## Task
Please copy out the records that follow, word for word.

## Data records
-=-=-
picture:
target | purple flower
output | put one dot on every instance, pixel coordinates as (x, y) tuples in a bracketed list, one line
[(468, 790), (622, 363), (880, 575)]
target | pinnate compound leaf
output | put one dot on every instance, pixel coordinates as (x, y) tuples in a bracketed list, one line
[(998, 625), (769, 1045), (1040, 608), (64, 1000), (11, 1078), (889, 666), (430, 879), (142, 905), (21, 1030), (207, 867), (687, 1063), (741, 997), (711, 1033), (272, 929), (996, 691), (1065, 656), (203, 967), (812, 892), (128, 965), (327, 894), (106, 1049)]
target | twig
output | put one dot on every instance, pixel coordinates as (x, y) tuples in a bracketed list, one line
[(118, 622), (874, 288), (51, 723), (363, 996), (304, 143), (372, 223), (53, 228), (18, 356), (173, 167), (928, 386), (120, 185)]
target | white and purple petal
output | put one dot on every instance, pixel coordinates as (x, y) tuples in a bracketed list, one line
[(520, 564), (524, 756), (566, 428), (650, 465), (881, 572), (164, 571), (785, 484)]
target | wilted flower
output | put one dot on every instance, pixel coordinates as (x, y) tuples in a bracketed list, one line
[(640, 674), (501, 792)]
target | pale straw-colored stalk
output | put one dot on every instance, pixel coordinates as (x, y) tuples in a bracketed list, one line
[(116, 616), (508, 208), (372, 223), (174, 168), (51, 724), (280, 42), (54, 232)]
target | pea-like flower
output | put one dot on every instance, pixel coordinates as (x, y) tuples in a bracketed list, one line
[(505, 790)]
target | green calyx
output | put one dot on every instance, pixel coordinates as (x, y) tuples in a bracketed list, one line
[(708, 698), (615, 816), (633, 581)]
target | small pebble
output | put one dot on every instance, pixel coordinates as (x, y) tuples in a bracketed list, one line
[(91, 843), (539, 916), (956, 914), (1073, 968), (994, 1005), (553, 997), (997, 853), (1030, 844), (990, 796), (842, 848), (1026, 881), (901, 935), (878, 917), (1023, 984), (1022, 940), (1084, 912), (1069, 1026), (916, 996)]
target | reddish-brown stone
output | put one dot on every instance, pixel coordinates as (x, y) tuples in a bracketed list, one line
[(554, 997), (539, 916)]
-=-=-
## Exercise output
picture:
target | purple flower
output | put one dot on every instance, pixel coordinates as (x, y) tuples in a bracketed list, one line
[(468, 790), (622, 363), (880, 575)]
target | pinnate compound leaf
output | put one dot on every instance, pixel coordinates as (x, y) tuples in a bracketed list, one line
[(998, 625), (769, 1045), (1040, 608), (64, 1000), (11, 1078), (889, 666), (430, 879), (142, 905), (21, 1030), (207, 867), (687, 1063), (741, 997), (711, 1033), (272, 929), (996, 691), (1065, 656), (203, 967), (812, 892), (128, 965), (327, 894), (106, 1049)]
target | twig
output | put one dot on every instance, pixel coordinates as (x, y) tuples in a bracketed list, one line
[(118, 622), (874, 288), (51, 723), (363, 996), (304, 143), (372, 223), (53, 228), (18, 356), (173, 167), (928, 386), (120, 185)]
target | white and purple petal
output | put one dot on every instance, pixel coordinates as (x, y) tuples in a bracketed list, one line
[(520, 564), (524, 756), (566, 428), (650, 465), (881, 572), (164, 571), (785, 484)]
target | wilted flower
output | put one dot on every instance, pixel coordinates as (x, y) tuples in a bracketed list, one line
[(640, 674), (501, 792)]
target | pale straw-colored stalk
output | put one dot on every instance, pixel coordinates as (x, y) tuples in a bracketed list, one line
[(116, 616), (508, 208), (372, 223), (174, 168), (51, 724), (280, 42), (54, 232)]
target | pea-like flower
output | put one dot on every instance, pixel coordinates as (x, y) tuples in a bracketed list, one line
[(505, 790)]
target | green calyx
output | put one dot on every instance, pixel coordinates as (x, y) tuples in a bracketed list, one line
[(708, 698), (615, 816), (633, 581)]
target | small pebble
output | put one dot on every instance, pixel coordinates as (x, y) tuples in a bracketed list, one line
[(91, 843), (539, 916), (956, 914), (1073, 968), (994, 1005), (553, 997), (997, 853), (1030, 844), (990, 796), (842, 848), (1026, 881), (901, 935), (878, 917), (1023, 984), (1022, 940), (1084, 912), (1069, 1026), (916, 996)]
target | reddish-brown stone
output | put one dot on every instance, pixel coordinates as (x, y) tuples in a bracketed list, one line
[(554, 997), (539, 916)]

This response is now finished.